_SELECTION:_
>> BEGIN

I have a good sized (~11 GB) database on 7.2b3. I'd like to try
pg_upgrade to move it to CVS tip and/or 7.2RC1, so I guess I can be one
of your testers.

-- Joe

#15Peter Eisentraut
peter_e@gmx.net
In reply to: Bruce Momjian (#13)
Re: pg_upgrade

Bruce Momjian writes:

I will not enable it until everyone agrees. Are there people interested
in this tool being in 7.2, or who are against this tool being in 7.2?

You're not going to like my opinion, but I'm going to put it forth anyway.
We've been working on this release for half a year, and there have been
far too many last-minute bright ideas that should have been postponed.
The fact that someone is going to want to upgrade their installation from
a previous release didn't just occur to us yesterday, so while this
development effort is commendable, this is just not the time. I'm not
even going to list any technical reasons here, you can make up your own
list because you're looking at the code. I'm just looking at the emails
and it gives me the creeps already.

--
Peter Eisentraut peter_e@gmx.net

#16Bruce Momjian
bruce@momjian.us
In reply to: Peter Eisentraut (#15)
Re: pg_upgrade

Peter Eisentraut wrote:

Bruce Momjian writes:

I will not enable it until everyone agrees. Are there people interested
in this tool being in 7.2, or who are against this tool being in 7.2?

You're not going to like my opinion, but I'm going to put it forth anyway.
We've been working on this release for half a year, and there have been
far too many last-minute bright ideas that should have been postponed.

>> END

(Stored items)

>> BEGIN

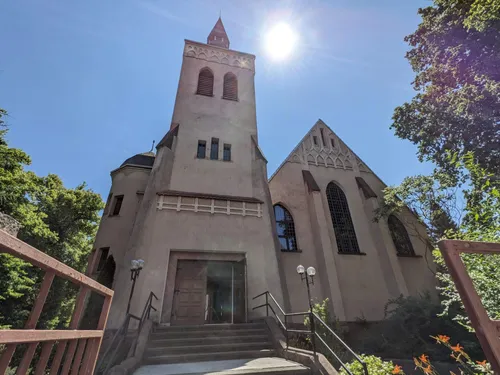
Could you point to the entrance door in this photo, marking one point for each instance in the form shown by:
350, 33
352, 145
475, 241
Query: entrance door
189, 294
239, 292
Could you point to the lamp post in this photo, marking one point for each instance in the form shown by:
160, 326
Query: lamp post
136, 266
308, 276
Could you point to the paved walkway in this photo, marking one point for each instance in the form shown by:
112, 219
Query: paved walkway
235, 366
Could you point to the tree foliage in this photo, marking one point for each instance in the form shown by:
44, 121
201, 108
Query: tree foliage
467, 205
57, 220
454, 53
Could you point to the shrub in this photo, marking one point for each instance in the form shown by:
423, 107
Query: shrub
376, 366
405, 332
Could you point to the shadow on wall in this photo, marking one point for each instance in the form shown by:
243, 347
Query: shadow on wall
94, 306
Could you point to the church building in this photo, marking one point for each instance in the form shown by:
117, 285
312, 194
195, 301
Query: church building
214, 231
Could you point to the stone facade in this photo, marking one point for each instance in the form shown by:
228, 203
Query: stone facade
9, 224
193, 202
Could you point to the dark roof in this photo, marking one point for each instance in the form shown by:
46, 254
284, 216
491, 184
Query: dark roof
144, 160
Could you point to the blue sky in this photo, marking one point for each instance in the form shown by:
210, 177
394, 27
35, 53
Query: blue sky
88, 83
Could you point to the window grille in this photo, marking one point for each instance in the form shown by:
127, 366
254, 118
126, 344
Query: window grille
341, 219
285, 228
400, 236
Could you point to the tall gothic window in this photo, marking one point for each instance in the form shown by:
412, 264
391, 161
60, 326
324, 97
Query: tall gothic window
285, 228
205, 82
341, 218
230, 90
400, 236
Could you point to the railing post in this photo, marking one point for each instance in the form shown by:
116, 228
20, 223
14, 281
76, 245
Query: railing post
313, 331
267, 305
365, 368
286, 332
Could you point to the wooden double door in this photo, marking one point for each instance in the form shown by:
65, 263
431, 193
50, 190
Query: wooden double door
209, 292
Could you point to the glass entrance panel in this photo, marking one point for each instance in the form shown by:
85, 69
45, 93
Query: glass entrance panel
225, 300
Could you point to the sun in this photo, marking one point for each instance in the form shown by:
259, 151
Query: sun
280, 41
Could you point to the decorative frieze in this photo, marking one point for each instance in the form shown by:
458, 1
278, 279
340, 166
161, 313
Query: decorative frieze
219, 55
209, 205
338, 156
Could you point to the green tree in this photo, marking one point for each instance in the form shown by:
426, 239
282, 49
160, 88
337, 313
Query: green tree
454, 53
471, 202
57, 220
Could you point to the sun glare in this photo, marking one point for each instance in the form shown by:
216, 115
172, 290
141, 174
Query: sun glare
280, 41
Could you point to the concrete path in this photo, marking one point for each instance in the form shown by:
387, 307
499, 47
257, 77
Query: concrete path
230, 367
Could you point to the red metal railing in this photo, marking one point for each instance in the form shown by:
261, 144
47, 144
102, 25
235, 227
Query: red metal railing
76, 350
487, 330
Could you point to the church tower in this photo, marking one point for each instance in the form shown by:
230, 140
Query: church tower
203, 224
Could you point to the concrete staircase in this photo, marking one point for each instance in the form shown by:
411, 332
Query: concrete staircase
208, 343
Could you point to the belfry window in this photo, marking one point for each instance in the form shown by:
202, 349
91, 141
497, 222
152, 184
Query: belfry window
117, 205
285, 228
230, 89
214, 150
205, 82
226, 155
341, 219
400, 237
202, 150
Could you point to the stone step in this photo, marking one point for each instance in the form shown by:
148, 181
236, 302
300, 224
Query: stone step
212, 327
199, 357
203, 348
267, 371
254, 366
214, 340
179, 334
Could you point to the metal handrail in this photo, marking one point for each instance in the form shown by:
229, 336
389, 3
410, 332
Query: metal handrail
313, 333
365, 368
121, 334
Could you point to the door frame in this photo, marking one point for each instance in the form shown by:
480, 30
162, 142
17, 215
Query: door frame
175, 256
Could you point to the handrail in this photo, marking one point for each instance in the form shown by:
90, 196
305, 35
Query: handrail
312, 332
120, 335
365, 368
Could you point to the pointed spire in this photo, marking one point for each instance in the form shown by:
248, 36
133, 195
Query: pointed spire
218, 36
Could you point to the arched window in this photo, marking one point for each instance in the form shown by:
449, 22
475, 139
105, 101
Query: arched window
341, 218
230, 90
205, 82
285, 228
400, 236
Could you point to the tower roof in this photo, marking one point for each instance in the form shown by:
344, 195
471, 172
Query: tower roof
218, 36
146, 159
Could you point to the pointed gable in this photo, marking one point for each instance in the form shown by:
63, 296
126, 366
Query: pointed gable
322, 147
218, 36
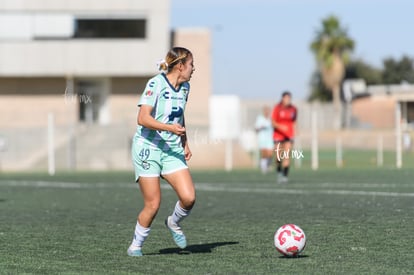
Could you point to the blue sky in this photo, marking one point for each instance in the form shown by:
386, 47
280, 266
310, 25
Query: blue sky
261, 48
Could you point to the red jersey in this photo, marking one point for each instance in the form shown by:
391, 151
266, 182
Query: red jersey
285, 116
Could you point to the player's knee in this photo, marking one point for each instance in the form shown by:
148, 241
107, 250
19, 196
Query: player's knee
188, 201
153, 206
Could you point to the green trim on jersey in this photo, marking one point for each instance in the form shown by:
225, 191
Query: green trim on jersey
168, 107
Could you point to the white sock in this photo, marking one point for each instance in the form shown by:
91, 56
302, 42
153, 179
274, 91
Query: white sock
141, 233
179, 214
263, 165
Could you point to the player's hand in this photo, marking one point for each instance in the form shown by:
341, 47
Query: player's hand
177, 129
282, 127
187, 153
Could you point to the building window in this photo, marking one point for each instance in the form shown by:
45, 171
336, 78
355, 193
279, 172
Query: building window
110, 28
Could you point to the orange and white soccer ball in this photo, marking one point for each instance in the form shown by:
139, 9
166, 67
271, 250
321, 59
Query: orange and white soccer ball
290, 240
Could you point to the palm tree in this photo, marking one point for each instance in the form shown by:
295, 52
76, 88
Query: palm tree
331, 46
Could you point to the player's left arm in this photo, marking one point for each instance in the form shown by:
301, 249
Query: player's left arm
295, 129
184, 141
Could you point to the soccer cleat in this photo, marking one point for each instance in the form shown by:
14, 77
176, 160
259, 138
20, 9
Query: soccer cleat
134, 251
177, 233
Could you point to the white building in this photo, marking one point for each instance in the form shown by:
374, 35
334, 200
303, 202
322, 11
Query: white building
88, 48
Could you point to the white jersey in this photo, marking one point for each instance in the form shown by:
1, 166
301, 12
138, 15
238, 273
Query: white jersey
168, 107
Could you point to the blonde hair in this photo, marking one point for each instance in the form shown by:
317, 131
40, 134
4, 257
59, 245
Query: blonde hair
175, 56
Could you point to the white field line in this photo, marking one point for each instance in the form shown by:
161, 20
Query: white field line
202, 187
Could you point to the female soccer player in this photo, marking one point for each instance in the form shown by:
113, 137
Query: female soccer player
283, 120
264, 131
160, 147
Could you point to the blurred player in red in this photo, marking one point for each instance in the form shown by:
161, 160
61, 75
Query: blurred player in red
283, 121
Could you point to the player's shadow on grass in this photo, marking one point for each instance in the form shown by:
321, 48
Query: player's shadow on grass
196, 248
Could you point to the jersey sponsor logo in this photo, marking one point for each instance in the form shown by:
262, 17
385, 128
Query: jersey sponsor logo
176, 112
166, 95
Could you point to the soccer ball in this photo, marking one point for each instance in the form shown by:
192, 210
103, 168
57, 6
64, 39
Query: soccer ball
290, 240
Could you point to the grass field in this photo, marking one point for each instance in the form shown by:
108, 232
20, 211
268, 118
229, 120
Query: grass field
356, 221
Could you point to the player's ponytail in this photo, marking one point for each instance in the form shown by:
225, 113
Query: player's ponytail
175, 56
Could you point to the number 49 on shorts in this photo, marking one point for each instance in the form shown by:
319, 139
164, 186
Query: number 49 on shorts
144, 153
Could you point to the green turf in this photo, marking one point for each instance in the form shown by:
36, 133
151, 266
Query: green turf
356, 222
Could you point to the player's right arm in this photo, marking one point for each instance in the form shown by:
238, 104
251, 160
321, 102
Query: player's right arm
146, 120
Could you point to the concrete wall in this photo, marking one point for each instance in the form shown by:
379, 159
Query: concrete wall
87, 57
376, 111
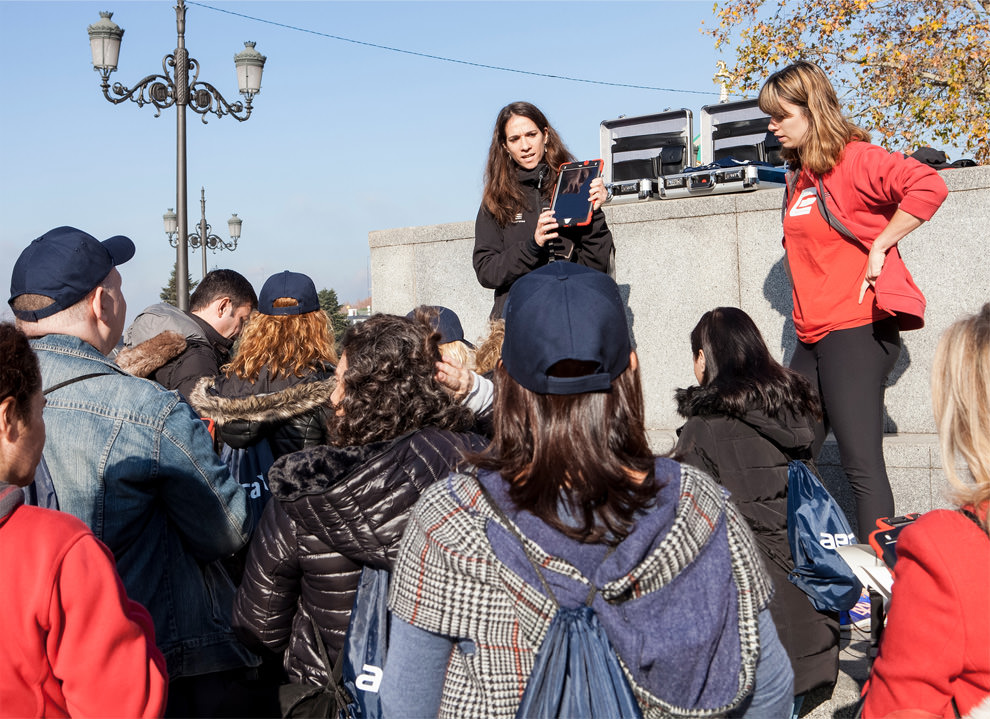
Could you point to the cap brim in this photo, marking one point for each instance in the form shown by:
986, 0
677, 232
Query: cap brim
121, 249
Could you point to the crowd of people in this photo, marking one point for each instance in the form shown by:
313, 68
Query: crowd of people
495, 484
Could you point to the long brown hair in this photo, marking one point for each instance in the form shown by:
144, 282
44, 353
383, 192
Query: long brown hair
739, 366
961, 403
806, 85
20, 376
503, 196
582, 449
286, 344
389, 383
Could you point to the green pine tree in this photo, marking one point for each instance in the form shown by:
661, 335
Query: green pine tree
330, 305
169, 292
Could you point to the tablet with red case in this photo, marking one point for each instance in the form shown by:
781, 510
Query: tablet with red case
571, 196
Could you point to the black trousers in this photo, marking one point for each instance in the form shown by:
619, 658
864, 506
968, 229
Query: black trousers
849, 368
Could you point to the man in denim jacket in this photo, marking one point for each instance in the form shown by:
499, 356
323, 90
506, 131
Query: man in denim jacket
134, 462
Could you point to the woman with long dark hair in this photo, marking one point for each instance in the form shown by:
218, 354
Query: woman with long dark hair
336, 509
570, 482
746, 418
847, 206
516, 231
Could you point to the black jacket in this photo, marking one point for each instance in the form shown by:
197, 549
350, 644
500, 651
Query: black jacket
504, 254
748, 455
174, 348
334, 510
290, 412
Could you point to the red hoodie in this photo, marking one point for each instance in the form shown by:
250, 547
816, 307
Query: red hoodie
71, 642
860, 195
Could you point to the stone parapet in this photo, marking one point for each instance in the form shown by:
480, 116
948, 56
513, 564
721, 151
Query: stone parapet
676, 259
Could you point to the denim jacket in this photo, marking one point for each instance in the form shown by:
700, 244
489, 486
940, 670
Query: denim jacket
135, 463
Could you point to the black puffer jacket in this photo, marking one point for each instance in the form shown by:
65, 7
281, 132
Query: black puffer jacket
504, 254
290, 412
334, 510
748, 456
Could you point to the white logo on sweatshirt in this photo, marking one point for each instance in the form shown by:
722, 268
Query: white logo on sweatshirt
370, 680
804, 202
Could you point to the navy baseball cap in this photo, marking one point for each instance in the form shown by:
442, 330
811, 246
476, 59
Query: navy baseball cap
64, 264
565, 311
446, 322
288, 284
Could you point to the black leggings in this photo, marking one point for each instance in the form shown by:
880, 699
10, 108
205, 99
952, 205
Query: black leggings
849, 368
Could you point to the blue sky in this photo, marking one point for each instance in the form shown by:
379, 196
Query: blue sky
344, 139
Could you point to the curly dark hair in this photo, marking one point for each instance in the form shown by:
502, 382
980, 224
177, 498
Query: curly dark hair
740, 368
389, 383
20, 376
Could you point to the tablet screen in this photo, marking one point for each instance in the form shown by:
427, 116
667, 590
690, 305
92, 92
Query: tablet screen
571, 204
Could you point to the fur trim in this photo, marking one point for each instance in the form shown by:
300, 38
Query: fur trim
143, 359
271, 407
316, 469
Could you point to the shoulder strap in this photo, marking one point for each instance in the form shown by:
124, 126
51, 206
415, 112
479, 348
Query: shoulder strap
829, 217
80, 378
536, 567
972, 515
337, 672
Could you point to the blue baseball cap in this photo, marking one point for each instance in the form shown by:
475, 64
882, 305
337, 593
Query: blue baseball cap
288, 284
64, 264
446, 322
565, 311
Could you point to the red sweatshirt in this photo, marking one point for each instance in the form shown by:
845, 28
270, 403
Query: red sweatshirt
936, 645
861, 194
71, 642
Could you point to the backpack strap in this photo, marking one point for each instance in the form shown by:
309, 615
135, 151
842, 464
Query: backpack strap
522, 540
80, 378
972, 515
337, 673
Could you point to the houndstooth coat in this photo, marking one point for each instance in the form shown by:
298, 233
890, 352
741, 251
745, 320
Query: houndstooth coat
679, 598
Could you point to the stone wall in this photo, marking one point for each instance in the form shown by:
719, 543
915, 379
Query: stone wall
676, 259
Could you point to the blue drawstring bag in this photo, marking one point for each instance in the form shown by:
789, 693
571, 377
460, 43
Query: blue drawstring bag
816, 527
250, 465
576, 674
366, 645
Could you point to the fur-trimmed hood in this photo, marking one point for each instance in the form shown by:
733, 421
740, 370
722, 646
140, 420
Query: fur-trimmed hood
143, 359
278, 406
787, 431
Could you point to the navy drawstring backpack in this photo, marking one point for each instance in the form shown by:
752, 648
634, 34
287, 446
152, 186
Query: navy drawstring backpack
576, 674
816, 527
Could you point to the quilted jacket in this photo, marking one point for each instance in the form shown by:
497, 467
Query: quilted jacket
748, 455
335, 510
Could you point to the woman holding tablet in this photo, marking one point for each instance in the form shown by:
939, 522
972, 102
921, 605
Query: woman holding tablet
516, 232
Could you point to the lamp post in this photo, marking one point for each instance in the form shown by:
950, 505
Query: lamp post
183, 89
196, 239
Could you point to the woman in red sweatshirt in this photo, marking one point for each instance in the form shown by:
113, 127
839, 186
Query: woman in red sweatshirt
848, 204
935, 654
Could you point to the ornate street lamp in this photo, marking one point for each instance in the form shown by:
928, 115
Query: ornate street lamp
212, 242
182, 89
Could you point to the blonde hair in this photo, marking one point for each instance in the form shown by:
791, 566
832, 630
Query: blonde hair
459, 351
961, 403
806, 85
286, 344
489, 352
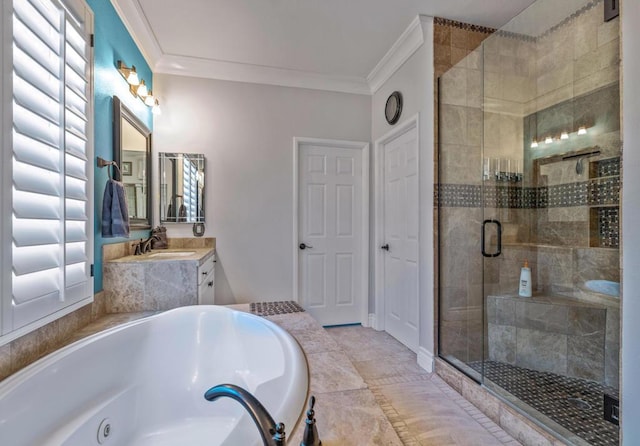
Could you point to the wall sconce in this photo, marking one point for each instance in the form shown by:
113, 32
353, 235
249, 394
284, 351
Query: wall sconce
129, 74
138, 87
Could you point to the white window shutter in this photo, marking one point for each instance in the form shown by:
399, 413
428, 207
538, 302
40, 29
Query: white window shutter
51, 133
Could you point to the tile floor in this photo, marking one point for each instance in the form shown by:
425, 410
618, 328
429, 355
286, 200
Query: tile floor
421, 407
370, 390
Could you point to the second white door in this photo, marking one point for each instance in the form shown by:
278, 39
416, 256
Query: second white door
400, 237
332, 231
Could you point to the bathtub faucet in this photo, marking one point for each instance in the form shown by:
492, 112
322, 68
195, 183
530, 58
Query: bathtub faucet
272, 434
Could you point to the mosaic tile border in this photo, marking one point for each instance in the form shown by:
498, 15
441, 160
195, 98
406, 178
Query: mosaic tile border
549, 393
275, 308
461, 25
595, 192
522, 37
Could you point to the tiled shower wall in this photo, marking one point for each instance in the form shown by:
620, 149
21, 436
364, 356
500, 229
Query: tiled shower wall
485, 100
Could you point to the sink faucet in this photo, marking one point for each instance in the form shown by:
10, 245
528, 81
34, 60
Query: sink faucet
272, 434
144, 246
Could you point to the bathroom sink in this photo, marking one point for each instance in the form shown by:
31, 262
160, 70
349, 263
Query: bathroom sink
172, 254
604, 287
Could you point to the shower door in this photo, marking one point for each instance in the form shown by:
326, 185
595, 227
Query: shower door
529, 170
460, 216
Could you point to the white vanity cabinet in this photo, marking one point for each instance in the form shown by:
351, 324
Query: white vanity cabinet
206, 285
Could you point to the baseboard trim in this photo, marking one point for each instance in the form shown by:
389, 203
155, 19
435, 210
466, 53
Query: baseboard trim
425, 359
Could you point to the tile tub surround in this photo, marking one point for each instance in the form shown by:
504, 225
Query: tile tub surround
147, 283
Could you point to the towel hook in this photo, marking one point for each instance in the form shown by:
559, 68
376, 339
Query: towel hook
104, 163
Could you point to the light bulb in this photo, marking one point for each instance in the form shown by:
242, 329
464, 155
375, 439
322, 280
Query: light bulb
150, 100
142, 90
132, 78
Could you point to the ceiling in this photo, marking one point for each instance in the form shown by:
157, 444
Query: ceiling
289, 42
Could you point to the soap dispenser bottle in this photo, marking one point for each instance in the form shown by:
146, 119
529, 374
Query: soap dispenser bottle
525, 280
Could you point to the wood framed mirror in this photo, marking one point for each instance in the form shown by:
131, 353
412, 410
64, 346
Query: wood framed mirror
132, 153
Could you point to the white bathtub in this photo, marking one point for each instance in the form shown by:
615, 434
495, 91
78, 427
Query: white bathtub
148, 378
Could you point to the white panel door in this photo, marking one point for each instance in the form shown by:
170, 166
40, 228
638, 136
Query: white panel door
401, 242
330, 220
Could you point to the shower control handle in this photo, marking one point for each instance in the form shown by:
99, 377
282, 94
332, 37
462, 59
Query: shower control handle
482, 242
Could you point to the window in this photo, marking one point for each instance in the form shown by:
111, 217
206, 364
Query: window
47, 242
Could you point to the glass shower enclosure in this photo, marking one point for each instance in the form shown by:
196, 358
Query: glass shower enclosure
529, 170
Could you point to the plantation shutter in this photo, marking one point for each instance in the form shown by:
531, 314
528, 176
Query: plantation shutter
51, 225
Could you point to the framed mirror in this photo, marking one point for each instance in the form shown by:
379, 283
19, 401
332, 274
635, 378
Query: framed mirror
182, 178
132, 153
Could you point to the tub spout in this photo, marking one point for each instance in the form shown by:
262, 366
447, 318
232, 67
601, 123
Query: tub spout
272, 434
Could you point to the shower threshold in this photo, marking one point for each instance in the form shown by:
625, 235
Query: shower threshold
577, 405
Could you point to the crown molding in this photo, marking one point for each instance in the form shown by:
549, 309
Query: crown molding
257, 74
407, 44
136, 23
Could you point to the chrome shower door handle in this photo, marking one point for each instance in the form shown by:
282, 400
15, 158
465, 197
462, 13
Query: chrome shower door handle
482, 236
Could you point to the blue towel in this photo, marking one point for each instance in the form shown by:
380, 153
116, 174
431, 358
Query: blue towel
115, 213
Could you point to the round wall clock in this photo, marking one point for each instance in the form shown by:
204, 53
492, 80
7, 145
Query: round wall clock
393, 107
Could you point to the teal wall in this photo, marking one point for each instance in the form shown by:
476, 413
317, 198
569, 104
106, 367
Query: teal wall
112, 43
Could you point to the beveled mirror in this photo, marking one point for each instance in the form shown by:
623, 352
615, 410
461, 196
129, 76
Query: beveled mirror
132, 153
182, 188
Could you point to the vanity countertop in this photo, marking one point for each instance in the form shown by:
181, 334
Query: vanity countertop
199, 255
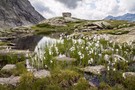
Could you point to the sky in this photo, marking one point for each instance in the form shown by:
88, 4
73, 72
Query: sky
84, 9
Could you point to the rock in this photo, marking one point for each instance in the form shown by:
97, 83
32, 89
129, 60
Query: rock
63, 58
10, 80
18, 13
128, 74
9, 51
41, 73
8, 67
94, 69
101, 24
66, 14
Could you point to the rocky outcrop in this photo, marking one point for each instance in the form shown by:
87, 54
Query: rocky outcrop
18, 13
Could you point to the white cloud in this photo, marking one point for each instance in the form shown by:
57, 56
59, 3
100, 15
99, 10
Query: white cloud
86, 9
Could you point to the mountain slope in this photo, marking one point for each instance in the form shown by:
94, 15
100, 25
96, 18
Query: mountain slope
17, 13
128, 17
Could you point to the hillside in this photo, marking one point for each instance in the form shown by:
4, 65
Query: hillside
128, 17
18, 13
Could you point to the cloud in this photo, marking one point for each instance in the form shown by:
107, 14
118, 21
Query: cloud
69, 3
85, 9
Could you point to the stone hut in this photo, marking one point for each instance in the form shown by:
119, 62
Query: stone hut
66, 14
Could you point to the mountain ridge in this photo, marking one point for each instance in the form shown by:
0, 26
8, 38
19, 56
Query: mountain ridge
127, 17
18, 13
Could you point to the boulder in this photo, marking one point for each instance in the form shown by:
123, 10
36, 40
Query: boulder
8, 67
128, 74
10, 80
41, 73
63, 58
94, 69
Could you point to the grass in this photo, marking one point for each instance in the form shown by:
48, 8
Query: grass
120, 23
113, 32
10, 59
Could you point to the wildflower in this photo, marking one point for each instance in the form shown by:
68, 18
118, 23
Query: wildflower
134, 58
106, 57
82, 56
46, 66
51, 61
108, 68
123, 75
79, 53
114, 69
87, 48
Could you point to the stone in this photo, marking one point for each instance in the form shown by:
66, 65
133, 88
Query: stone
101, 24
42, 73
63, 58
18, 13
66, 14
8, 67
10, 80
128, 74
94, 69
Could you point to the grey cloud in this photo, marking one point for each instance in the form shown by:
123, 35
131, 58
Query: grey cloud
69, 3
41, 7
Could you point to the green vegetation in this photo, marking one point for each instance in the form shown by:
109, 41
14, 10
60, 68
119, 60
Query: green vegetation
90, 50
10, 59
120, 24
112, 32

>> END

_GIVEN INSTRUCTION:_ Please transcribe the pg_upgrade thread between "I have a good" and "Bruce Momjian (#13)", inclusive. The data has no connection to the pg_upgrade thread.

_EXPECTED ANSWER:_
I have a good sized (~11 GB) database on 7.2b3. I'd like to try
pg_upgrade to move it to CVS tip and/or 7.2RC1, so I guess I can be one
of your testers.

-- Joe

#15Peter Eisentraut
peter_e@gmx.net
In reply to: Bruce Momjian (#13)